■ **Required task**
Identify each line below in which the word "nacelle" occurs, and copy every such line in full.

■ **Dataset extract**

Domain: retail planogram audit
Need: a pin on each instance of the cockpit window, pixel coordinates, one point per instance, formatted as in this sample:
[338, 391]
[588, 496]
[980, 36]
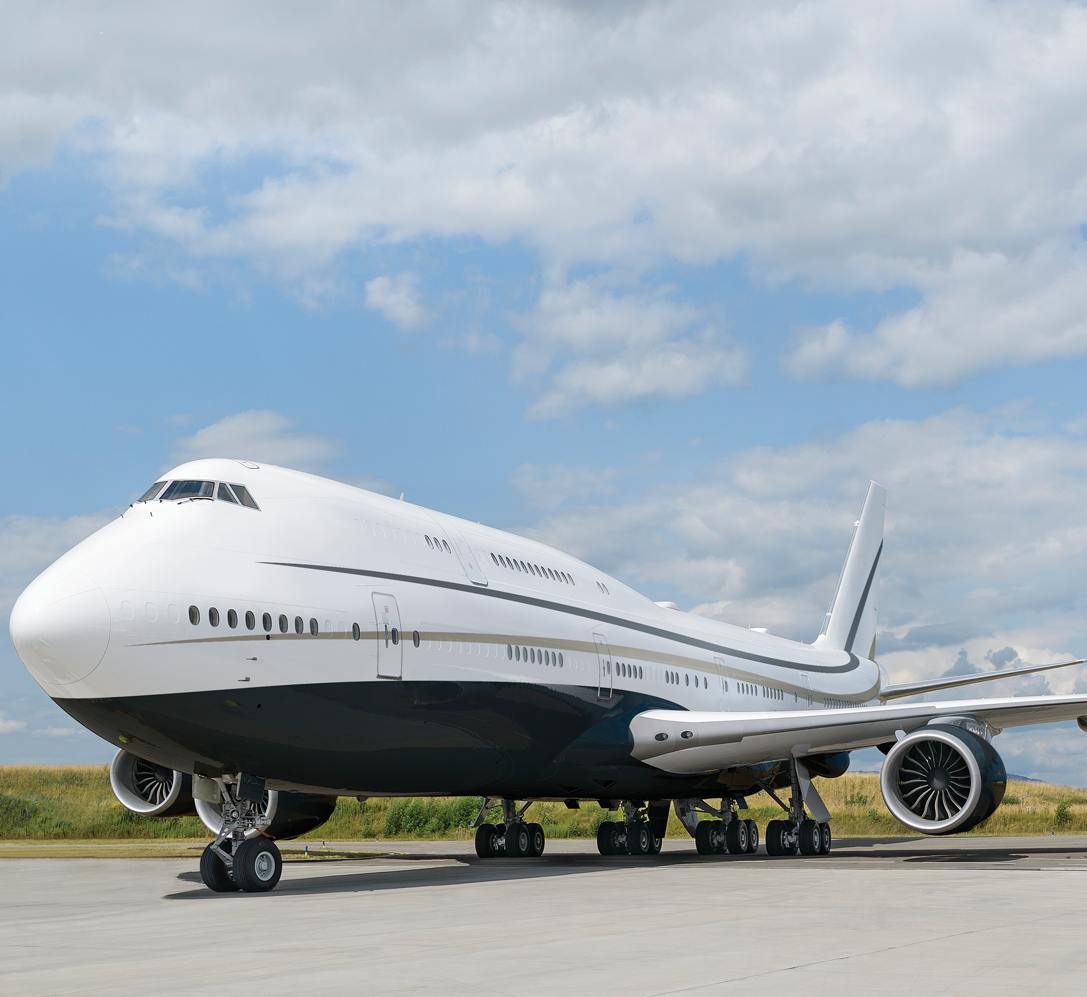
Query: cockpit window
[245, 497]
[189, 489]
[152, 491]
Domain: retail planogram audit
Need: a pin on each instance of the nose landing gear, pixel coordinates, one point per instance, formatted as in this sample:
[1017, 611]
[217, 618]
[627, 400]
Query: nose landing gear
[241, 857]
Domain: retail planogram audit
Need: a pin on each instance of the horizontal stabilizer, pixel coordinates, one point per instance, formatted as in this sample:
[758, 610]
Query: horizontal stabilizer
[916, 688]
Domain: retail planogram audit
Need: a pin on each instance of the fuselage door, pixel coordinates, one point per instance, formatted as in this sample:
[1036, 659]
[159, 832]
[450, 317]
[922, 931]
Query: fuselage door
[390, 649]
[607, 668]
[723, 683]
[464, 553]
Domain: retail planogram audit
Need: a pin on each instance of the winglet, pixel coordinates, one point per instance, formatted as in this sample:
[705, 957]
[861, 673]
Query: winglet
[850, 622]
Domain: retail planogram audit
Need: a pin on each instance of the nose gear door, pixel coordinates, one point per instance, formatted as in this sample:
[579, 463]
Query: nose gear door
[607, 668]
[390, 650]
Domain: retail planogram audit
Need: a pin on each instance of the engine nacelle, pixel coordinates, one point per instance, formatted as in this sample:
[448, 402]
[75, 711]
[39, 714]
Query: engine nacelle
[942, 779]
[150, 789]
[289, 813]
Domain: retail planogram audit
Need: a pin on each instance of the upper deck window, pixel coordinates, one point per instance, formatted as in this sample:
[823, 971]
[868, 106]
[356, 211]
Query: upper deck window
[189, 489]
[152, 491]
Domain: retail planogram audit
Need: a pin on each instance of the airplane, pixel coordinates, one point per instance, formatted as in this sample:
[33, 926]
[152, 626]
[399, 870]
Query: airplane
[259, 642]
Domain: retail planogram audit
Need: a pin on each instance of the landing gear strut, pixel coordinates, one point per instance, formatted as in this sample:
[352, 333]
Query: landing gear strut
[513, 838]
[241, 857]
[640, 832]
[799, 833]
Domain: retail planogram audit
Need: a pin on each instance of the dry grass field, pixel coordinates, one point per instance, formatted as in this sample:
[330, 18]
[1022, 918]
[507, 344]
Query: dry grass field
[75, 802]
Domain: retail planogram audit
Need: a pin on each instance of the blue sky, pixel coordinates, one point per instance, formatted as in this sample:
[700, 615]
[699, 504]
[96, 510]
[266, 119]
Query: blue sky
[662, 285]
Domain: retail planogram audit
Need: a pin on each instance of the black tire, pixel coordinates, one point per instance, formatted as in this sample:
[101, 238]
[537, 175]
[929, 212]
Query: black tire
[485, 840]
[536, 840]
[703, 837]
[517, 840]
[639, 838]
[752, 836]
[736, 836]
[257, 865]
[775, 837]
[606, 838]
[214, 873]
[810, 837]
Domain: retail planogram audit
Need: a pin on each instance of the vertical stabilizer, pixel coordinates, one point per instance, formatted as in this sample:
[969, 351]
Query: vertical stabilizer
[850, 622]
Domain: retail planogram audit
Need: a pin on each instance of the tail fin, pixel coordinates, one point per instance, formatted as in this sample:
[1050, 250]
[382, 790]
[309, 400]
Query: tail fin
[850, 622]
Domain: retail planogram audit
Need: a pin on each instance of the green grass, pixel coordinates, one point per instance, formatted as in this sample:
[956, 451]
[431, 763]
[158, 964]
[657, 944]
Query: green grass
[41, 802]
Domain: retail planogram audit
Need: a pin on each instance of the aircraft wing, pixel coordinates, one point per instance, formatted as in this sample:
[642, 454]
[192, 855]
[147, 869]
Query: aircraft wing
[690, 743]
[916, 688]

==

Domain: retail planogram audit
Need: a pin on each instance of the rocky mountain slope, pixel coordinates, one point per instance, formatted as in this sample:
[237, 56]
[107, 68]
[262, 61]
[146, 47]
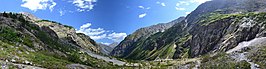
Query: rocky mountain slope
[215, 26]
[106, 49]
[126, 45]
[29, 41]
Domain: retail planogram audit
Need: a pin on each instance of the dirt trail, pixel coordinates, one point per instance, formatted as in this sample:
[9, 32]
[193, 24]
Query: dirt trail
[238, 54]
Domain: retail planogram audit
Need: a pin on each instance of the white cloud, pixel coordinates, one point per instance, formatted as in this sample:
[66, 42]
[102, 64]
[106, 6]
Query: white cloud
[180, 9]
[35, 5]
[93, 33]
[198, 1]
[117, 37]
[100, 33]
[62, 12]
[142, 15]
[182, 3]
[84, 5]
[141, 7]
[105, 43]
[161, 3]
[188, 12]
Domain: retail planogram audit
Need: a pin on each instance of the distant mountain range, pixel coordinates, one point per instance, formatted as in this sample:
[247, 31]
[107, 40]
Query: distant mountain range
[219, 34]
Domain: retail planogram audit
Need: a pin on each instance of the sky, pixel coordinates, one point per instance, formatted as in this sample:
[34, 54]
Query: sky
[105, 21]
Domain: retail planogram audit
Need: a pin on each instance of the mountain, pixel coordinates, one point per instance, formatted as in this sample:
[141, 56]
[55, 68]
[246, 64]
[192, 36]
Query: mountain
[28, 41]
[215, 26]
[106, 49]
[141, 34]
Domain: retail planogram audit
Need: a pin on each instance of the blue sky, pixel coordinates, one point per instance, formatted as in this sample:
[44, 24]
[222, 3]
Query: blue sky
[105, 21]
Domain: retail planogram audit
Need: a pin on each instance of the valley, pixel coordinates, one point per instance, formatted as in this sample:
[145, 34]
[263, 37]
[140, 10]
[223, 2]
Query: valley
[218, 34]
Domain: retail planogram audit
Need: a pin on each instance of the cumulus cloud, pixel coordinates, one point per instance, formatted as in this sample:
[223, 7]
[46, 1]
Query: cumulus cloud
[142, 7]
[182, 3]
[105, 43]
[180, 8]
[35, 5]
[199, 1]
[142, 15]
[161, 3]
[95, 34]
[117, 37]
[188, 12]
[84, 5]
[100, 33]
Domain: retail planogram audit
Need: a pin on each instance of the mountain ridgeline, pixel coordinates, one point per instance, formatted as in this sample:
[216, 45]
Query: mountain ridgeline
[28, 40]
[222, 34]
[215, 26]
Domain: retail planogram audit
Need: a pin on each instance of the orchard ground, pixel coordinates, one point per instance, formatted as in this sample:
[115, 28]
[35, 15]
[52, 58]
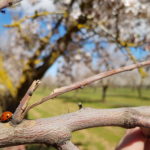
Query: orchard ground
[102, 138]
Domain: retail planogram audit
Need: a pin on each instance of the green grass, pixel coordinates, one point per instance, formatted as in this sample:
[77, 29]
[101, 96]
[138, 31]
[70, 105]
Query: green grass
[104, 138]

...

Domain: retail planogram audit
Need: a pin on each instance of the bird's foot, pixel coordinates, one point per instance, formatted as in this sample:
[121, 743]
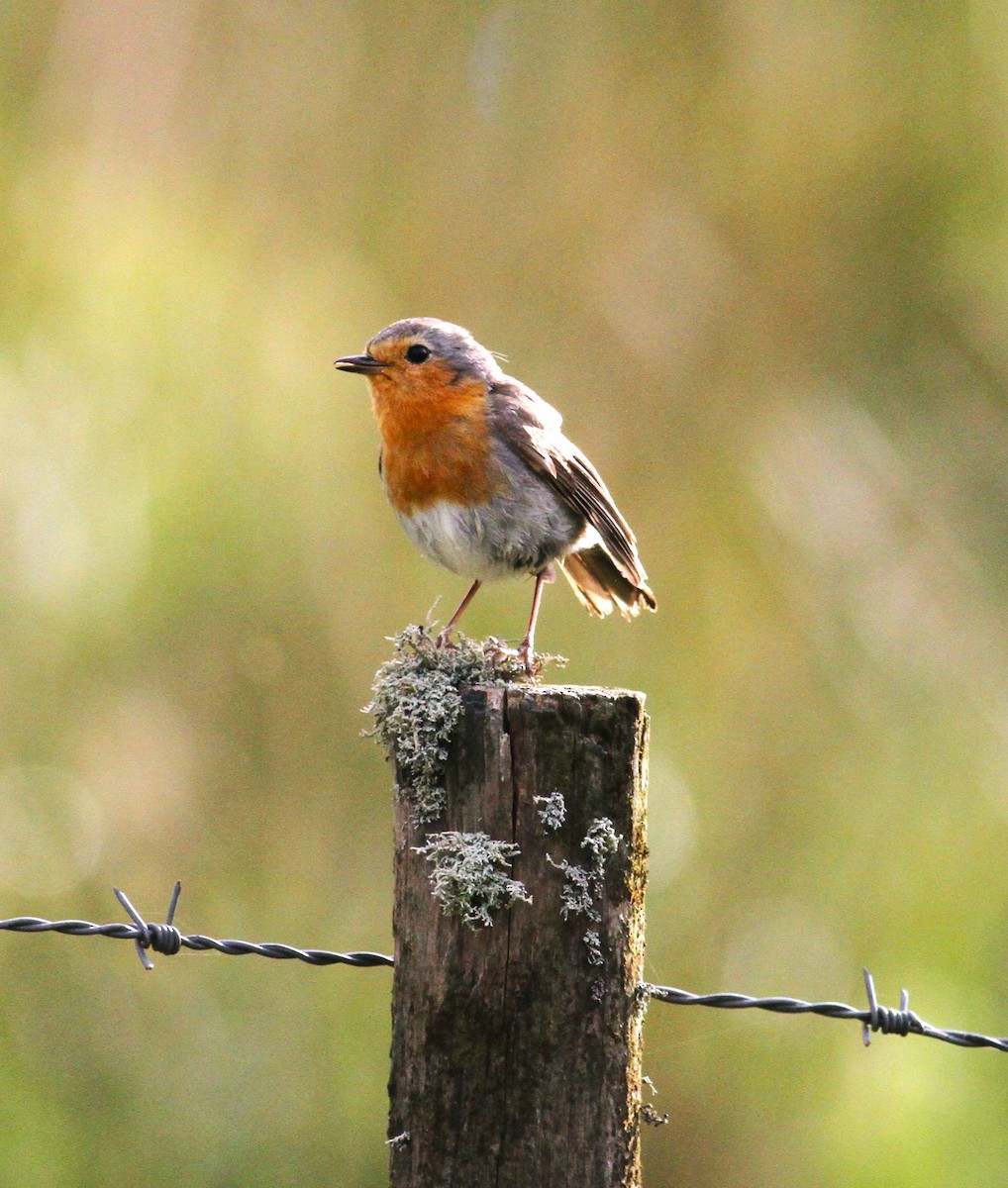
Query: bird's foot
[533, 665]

■ **The output**
Need: a pin on each instance of the engine nacelle, pixel coordinates, one point per instance, formatted as in this sample:
Query: engine nacelle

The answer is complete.